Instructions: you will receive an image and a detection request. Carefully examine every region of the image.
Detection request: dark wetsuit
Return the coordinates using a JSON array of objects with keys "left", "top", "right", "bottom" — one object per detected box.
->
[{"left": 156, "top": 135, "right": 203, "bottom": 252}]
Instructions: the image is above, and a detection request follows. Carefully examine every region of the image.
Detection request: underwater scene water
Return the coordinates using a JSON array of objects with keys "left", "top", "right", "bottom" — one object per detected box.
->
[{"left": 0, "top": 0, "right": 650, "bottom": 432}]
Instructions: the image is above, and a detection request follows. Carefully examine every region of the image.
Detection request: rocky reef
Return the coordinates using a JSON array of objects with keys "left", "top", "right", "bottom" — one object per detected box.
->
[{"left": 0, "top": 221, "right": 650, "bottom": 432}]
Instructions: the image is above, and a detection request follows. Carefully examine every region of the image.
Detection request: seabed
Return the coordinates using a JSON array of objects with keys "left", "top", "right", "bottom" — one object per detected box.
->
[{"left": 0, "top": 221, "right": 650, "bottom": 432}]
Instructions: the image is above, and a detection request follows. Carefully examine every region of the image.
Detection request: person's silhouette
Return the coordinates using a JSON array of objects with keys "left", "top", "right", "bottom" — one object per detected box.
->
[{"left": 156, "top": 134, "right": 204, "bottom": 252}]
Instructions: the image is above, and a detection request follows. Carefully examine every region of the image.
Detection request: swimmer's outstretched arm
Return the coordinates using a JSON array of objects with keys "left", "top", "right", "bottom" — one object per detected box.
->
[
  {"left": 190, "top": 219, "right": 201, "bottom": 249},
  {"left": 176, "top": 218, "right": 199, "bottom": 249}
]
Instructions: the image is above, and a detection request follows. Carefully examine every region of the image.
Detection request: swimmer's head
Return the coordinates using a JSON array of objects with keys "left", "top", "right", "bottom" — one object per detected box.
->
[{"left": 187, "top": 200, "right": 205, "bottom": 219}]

What the exercise asks
From the rows above, copy out each line that contains the string "swimmer". Case counts.

Result below
Detection request: swimmer's outstretched arm
Detection request: swimmer's head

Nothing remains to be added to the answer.